■ **书面指令**
将下列各行全部改写为编号列表，空行不予保留。

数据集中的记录

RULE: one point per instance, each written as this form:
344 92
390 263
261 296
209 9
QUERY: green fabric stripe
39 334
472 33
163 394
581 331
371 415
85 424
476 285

■ **练习答案**
1. RULE: one point per instance, each written as this form:
2. 344 92
3. 390 263
4. 261 296
5. 209 9
6. QUERY: green fabric stripe
7. 39 334
8. 472 33
9. 163 394
10. 581 331
11. 371 415
12. 85 424
13. 476 285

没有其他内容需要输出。